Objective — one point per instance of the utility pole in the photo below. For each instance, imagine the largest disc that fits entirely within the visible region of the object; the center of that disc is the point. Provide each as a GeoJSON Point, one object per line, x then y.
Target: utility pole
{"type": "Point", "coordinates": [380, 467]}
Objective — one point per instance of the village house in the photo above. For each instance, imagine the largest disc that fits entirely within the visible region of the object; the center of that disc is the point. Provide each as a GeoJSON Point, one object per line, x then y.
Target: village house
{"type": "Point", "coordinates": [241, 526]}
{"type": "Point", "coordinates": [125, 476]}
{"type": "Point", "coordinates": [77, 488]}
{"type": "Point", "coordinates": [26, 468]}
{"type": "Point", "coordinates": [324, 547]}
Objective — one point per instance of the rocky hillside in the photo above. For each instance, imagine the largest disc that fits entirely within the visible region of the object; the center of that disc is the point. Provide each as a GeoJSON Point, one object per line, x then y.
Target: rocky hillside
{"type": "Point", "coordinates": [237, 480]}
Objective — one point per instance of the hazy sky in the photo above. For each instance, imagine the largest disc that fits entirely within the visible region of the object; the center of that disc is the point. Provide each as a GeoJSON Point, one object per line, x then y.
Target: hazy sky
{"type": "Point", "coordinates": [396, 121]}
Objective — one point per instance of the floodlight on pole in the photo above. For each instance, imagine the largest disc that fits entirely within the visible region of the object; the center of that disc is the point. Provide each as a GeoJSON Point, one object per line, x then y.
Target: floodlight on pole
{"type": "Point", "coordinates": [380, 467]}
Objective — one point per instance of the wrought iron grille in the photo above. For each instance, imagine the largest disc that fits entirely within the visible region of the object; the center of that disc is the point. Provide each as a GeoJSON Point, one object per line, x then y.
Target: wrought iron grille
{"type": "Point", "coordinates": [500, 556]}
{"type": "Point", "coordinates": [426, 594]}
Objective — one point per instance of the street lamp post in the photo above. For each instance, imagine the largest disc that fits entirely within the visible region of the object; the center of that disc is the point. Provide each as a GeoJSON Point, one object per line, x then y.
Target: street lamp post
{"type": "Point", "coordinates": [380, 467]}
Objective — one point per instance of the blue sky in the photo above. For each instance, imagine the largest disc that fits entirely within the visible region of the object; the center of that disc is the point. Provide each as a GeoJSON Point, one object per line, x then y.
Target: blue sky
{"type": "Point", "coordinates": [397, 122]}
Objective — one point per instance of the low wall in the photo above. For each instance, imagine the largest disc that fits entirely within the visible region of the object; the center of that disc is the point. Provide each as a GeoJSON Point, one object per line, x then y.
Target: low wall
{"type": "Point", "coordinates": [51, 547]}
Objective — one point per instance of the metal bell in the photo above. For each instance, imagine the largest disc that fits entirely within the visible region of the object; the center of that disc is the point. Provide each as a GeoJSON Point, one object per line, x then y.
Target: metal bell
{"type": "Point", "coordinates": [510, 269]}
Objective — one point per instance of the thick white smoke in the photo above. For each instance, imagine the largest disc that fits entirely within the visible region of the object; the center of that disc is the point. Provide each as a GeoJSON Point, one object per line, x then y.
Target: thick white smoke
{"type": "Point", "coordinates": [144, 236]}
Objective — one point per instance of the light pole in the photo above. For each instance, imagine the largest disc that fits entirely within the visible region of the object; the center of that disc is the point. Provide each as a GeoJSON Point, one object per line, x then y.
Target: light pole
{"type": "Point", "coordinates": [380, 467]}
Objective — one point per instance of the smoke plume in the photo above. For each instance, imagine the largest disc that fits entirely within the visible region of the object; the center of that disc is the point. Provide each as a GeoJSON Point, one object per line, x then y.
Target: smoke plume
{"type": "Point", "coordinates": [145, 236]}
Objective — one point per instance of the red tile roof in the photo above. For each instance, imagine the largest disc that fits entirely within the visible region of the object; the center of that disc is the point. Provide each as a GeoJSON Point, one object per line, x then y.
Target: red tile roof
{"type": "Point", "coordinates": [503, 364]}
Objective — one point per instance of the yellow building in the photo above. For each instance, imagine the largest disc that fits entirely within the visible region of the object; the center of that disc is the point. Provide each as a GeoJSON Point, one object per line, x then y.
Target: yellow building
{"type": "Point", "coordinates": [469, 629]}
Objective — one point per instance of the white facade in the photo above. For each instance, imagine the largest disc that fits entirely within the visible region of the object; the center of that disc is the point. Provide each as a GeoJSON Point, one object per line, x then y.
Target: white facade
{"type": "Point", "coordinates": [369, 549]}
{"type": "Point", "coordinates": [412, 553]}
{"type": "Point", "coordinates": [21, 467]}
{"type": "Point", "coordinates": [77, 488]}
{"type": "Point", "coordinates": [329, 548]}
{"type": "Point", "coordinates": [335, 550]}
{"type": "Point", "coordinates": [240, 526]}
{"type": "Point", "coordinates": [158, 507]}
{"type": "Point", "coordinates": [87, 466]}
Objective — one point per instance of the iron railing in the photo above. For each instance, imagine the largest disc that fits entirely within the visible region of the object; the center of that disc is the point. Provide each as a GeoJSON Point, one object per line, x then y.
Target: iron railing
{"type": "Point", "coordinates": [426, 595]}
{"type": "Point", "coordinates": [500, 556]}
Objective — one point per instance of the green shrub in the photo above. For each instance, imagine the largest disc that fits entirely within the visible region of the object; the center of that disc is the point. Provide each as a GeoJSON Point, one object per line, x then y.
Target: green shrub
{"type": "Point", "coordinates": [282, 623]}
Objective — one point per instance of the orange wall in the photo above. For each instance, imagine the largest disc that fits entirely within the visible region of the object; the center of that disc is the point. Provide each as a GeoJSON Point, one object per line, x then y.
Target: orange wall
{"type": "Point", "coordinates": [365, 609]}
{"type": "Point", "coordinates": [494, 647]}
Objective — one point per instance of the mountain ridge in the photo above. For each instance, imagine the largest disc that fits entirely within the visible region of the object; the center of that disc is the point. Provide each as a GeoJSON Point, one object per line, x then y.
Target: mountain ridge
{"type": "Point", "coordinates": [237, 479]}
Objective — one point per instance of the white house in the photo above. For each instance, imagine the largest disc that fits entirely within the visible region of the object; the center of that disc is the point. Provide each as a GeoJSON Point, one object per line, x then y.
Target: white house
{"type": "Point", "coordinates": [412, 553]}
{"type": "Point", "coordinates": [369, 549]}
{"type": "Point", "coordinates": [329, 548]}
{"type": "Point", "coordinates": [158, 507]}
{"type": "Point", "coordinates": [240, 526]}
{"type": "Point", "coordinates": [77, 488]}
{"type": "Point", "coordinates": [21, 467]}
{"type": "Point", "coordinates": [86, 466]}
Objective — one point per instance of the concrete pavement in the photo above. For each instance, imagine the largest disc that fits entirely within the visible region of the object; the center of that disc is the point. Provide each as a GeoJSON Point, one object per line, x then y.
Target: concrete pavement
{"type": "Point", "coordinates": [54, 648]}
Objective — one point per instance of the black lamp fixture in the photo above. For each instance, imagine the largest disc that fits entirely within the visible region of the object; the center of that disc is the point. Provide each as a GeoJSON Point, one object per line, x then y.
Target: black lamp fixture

▸ REQUEST:
Reproduce the material exactly, with every line intact.

▸ COMPLETED EXERCISE:
Objective — one point per instance of the utility pole in the photo below. For each instance, imagine the largest disc that fits entirely within the visible region of the object; the center of that disc is the point. Provide each as a GeoJSON Point, one object per line, x then y.
Target: utility pole
{"type": "Point", "coordinates": [380, 467]}
Objective — one point per instance of the village house in the photo above. For each instance, imagine the largest disc that fits entirely within the visible region of the object; the center of that disc is the point. Provide each as a GeoJSON Point, one object per line, x then y.
Target: village house
{"type": "Point", "coordinates": [241, 526]}
{"type": "Point", "coordinates": [125, 476]}
{"type": "Point", "coordinates": [77, 488]}
{"type": "Point", "coordinates": [26, 468]}
{"type": "Point", "coordinates": [324, 547]}
Objective — one point per instance of the rocky hillside in the photo above. For each instance, imagine the largest disc that fits entirely within the visible region of the object; the center of that disc is the point. Provide each as a GeoJSON Point, one object per line, x then y.
Target: rocky hillside
{"type": "Point", "coordinates": [237, 480]}
Objective — one point per instance of the hazy sky in the photo above. For each instance, imagine the largest disc that fits entirely within the visible region of the object; the center of that disc is the point. Provide each as a GeoJSON Point, one object per line, x then y.
Target: hazy sky
{"type": "Point", "coordinates": [396, 121]}
Objective — one point per instance of the floodlight on pole in the photo above. For each instance, imagine the largest disc that fits entirely within the visible region of the object; the center of that disc is the point. Provide each as a GeoJSON Point, one object per line, x then y.
Target: floodlight on pole
{"type": "Point", "coordinates": [380, 467]}
Objective — one point per instance of the wrought iron grille in the photo above. For each instance, imagine the largest disc that fits entirely within the visible region of the object; the center of that disc is the point. Provide each as a GeoJSON Point, one object per line, x then y.
Target: wrought iron grille
{"type": "Point", "coordinates": [500, 556]}
{"type": "Point", "coordinates": [426, 594]}
Objective — one point per instance of the street lamp post in the photo above. For each instance, imagine the largest disc that fits entirely within the visible region of the object; the center of that disc is the point. Provide each as a GeoJSON Point, one object per line, x then y.
Target: street lamp post
{"type": "Point", "coordinates": [380, 467]}
Objective — one point per instance of the blue sky in the photo above. For each instance, imagine the largest disc that fits entirely within the visible region of the object; the center of that disc is the point. Provide each as a GeoJSON Point, one object per line, x then y.
Target: blue sky
{"type": "Point", "coordinates": [397, 122]}
Objective — one point per instance of the low wall in the photo above. For each instance, imagine the largest disc that fits entirely within the visible region of the object; the center of that disc is the point. Provide each as a GeoJSON Point, one object per line, x then y.
Target: low wall
{"type": "Point", "coordinates": [51, 547]}
Objective — one point per instance of the metal bell in the photo above. For each instance, imagine the largest disc that fits entirely within the visible region of the object; the center of that disc is the point. Provide each as a GeoJSON Point, one object per line, x then y.
Target: metal bell
{"type": "Point", "coordinates": [510, 269]}
Objective — one point per instance of the thick white smoke in the photo above. For each instance, imagine the largest disc that fits entirely within the visible region of the object; the center of that disc is the point. Provide each as a GeoJSON Point, one object per line, x then y.
Target: thick white smoke
{"type": "Point", "coordinates": [144, 236]}
Objective — one point per instance of the light pole in the photo above. For each instance, imagine the largest disc that fits entirely within the visible region of the object; the center of that disc is the point. Provide each as a GeoJSON Point, one object per line, x then y.
Target: light pole
{"type": "Point", "coordinates": [380, 467]}
Objective — one point per instance of the smoke plume in the photo above. For each instance, imagine the largest disc that fits entirely within the visible region of the object; the center of that disc is the point. Provide each as a GeoJSON Point, one object per line, x then y.
Target: smoke plume
{"type": "Point", "coordinates": [145, 236]}
Objective — one point per instance of the red tile roof in the photo above. For each instance, imagine the largest disc that fits entirely within the visible region of the object; the center of that disc is the point. Provide each as a GeoJSON Point, one object per line, x then y.
Target: red tile roof
{"type": "Point", "coordinates": [503, 364]}
Objective — one point per instance of the yellow building in the photo above. For each instance, imagine the largest disc that fits entirely within the visible region of the object; the center of that disc is the point. Provide each as a GeoJSON Point, one object per line, x then y.
Target: yellow building
{"type": "Point", "coordinates": [469, 629]}
Objective — one point per instance of the white facade in the photo above. For each instance, imagine the largest disc that fits entirely within the visible region of the object; the center of that disc is the point. Provide each as a GeoJSON Point, one object per line, x then y.
Target: white facade
{"type": "Point", "coordinates": [369, 549]}
{"type": "Point", "coordinates": [412, 553]}
{"type": "Point", "coordinates": [21, 467]}
{"type": "Point", "coordinates": [77, 488]}
{"type": "Point", "coordinates": [329, 548]}
{"type": "Point", "coordinates": [335, 550]}
{"type": "Point", "coordinates": [240, 526]}
{"type": "Point", "coordinates": [158, 507]}
{"type": "Point", "coordinates": [87, 466]}
Objective — one point per instance of the iron railing in the photo above. For each instance, imagine the largest disc that fits entirely within the visible region of the object; the center of that disc is the point. Provide each as a GeoJSON Point, one object per line, x then y.
Target: iron railing
{"type": "Point", "coordinates": [426, 595]}
{"type": "Point", "coordinates": [500, 556]}
Objective — one point per instance of the green shrub in the photo above. For each instance, imagine the largest disc that fits entirely within the visible region of the object; the center of that disc is the point. Provide each as a GeoJSON Point, one object per line, x then y.
Target: green shrub
{"type": "Point", "coordinates": [282, 623]}
Objective — one point per instance of the orange wall in the photo above. For each instance, imagine the largest disc that fits entirely within the visible region of the object; the center of that disc is the point. Provide each as a GeoJSON Point, one object per line, x then y.
Target: orange wall
{"type": "Point", "coordinates": [365, 609]}
{"type": "Point", "coordinates": [494, 647]}
Objective — one point per instance of the mountain ridge in the photo above. For each instance, imagine the largest disc that fits entirely within the visible region of the object; the center of that disc is the point. Provide each as a GeoJSON Point, one object per line, x then y.
Target: mountain ridge
{"type": "Point", "coordinates": [237, 479]}
Objective — one point per instance of the white house in the photo above. For each instance, imagine the largest disc that fits entirely within the visible region of the object; the center of that disc is the point. Provide each as a GeoJSON Point, one object per line, x then y.
Target: white house
{"type": "Point", "coordinates": [412, 553]}
{"type": "Point", "coordinates": [369, 549]}
{"type": "Point", "coordinates": [329, 548]}
{"type": "Point", "coordinates": [158, 507]}
{"type": "Point", "coordinates": [240, 526]}
{"type": "Point", "coordinates": [77, 488]}
{"type": "Point", "coordinates": [21, 467]}
{"type": "Point", "coordinates": [86, 466]}
Objective — one point per instance of the concrete pavement in the photo above. For each instance, imagine the largest disc that fits entirely within the visible region of the object; the center of that disc is the point. Provide each as a GeoJSON Point, one object per line, x then y.
Target: concrete pavement
{"type": "Point", "coordinates": [54, 648]}
Objective — one point per instance of the black lamp fixture in the photo above. For each instance, imagine the largest disc that fits entirely within the visible region of the object; the center of that disc is the point. Provide each as a GeoJSON Point, one object per line, x then y.
Target: black lamp fixture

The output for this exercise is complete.